— Start INPUT FOR THIS TASK —

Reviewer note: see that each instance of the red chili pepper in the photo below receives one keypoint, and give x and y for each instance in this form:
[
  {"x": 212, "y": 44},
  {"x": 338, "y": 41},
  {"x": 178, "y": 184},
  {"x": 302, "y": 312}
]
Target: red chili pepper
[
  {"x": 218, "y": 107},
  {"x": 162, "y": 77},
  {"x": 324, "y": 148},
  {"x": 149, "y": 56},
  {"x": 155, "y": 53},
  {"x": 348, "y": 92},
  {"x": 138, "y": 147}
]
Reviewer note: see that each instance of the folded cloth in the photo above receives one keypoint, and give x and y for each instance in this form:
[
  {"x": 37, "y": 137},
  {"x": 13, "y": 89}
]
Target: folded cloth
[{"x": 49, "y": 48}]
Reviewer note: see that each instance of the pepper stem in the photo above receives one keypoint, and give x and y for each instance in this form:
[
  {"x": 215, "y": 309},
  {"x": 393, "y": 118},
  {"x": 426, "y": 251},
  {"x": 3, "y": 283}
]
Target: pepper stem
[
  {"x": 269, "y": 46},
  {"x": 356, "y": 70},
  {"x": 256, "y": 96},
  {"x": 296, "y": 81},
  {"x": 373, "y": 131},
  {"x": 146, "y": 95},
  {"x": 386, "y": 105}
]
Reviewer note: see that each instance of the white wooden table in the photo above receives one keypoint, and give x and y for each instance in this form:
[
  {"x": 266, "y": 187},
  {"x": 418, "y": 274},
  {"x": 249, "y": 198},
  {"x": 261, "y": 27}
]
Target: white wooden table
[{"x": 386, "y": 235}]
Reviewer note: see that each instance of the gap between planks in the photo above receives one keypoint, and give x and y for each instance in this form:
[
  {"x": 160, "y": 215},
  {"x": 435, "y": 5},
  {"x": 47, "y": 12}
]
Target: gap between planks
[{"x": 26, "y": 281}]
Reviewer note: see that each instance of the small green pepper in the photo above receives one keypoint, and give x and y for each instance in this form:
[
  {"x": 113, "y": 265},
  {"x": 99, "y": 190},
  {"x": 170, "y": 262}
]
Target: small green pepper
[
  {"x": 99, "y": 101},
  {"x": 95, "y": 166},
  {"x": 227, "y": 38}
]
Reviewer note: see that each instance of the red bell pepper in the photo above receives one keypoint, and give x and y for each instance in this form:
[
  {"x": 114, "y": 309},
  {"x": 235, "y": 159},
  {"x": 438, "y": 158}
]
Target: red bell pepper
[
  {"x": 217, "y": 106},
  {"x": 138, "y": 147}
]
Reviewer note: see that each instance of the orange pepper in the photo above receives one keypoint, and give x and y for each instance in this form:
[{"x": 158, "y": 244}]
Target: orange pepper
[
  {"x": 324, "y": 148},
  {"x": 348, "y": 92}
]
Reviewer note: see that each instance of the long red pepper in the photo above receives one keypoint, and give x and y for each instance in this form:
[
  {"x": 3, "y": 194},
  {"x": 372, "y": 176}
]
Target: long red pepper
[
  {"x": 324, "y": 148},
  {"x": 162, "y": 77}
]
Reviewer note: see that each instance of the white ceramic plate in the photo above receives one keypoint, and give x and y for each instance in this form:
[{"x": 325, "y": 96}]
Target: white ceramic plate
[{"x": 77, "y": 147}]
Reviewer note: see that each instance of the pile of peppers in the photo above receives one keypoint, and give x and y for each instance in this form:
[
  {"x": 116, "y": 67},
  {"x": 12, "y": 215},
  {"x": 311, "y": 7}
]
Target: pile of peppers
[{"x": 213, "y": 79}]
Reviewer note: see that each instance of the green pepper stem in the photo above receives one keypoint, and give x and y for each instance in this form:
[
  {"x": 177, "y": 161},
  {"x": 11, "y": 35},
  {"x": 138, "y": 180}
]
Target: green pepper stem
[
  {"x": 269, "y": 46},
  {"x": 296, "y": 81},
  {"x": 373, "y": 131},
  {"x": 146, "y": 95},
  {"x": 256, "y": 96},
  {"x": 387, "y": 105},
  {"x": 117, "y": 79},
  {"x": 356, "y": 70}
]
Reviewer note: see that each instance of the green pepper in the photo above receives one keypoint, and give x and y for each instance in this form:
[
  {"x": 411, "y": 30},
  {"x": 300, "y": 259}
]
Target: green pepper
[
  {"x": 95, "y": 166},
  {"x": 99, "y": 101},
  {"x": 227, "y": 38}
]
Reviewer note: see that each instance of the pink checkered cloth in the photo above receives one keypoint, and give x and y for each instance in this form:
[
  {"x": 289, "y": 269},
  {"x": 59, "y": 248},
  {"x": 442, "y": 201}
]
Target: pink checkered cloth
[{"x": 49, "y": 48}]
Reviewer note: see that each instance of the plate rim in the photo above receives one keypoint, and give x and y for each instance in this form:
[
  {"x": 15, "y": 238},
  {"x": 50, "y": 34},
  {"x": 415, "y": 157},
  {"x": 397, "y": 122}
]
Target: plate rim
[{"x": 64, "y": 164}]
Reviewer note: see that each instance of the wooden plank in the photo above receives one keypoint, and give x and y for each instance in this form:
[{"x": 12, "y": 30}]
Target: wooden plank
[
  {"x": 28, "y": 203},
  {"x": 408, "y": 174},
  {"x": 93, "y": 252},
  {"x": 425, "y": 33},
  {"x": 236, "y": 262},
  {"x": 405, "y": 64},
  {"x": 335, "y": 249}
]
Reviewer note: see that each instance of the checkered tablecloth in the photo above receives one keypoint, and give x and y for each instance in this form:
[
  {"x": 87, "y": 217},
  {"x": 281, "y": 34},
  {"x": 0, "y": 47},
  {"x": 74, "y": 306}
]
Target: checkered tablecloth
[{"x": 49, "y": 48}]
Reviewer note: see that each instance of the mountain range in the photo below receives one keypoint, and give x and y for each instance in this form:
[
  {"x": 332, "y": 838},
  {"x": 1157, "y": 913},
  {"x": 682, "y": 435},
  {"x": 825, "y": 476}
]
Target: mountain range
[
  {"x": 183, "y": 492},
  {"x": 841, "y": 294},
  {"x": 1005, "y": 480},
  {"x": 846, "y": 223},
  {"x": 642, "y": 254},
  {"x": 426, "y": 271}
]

— End INPUT FOR THIS TASK —

**WRITTEN PROBLEM:** Put every line from the one containing "Reviewer note: see that each instance of the plate" through the end of the items, both included, into a Markdown table with columns Row and Line. Number each line in Row and skip any blank lines.

**THE COMPLETED TASK:**
| Row | Line |
|---|---|
| 1 | Reviewer note: see that each instance of the plate rim in the photo above receives one keypoint, and give x and y for each instance in this form: |
| 2 | [ |
| 3 |   {"x": 15, "y": 238}, |
| 4 |   {"x": 50, "y": 34}, |
| 5 |   {"x": 415, "y": 157}, |
| 6 |   {"x": 397, "y": 122} |
| 7 | ] |
| 8 | Target: plate rim |
| 9 | [{"x": 64, "y": 164}] |
| 10 | Reviewer note: see that each instance of the wooden plank in the photo above receives one keypoint, and give x and y for each instance in this form: |
| 11 | [{"x": 12, "y": 30}] |
| 12 | Target: wooden plank |
| 13 | [ |
| 14 |   {"x": 28, "y": 203}, |
| 15 |   {"x": 408, "y": 174}, |
| 16 |   {"x": 93, "y": 252}, |
| 17 |   {"x": 425, "y": 33}, |
| 18 |   {"x": 236, "y": 262}, |
| 19 |   {"x": 405, "y": 64}, |
| 20 |   {"x": 335, "y": 249} |
| 21 | ] |
| 22 | Reviewer note: see that each instance of the checkered tablecloth in the photo above receives one keypoint, and give x and y for each instance in this form: |
| 23 | [ |
| 24 |   {"x": 87, "y": 217}, |
| 25 |   {"x": 281, "y": 34}, |
| 26 |   {"x": 0, "y": 47}, |
| 27 |   {"x": 74, "y": 306} |
| 28 | ] |
| 29 | Target: checkered tablecloth |
| 30 | [{"x": 49, "y": 48}] |
| 31 | Reviewer note: see that each instance of the mountain range in the photo below receives one keypoint, and give x and y for each instance in this form: |
| 32 | [ |
| 33 |   {"x": 332, "y": 838}, |
| 34 |   {"x": 1157, "y": 913}, |
| 35 |   {"x": 682, "y": 435}, |
| 36 |   {"x": 825, "y": 476} |
| 37 | ] |
| 38 | Target: mountain range |
| 39 | [ |
| 40 |   {"x": 183, "y": 492}, |
| 41 |   {"x": 841, "y": 294}, |
| 42 |   {"x": 1005, "y": 480}, |
| 43 |   {"x": 846, "y": 223}, |
| 44 |   {"x": 642, "y": 254}, |
| 45 |   {"x": 426, "y": 271} |
| 46 | ] |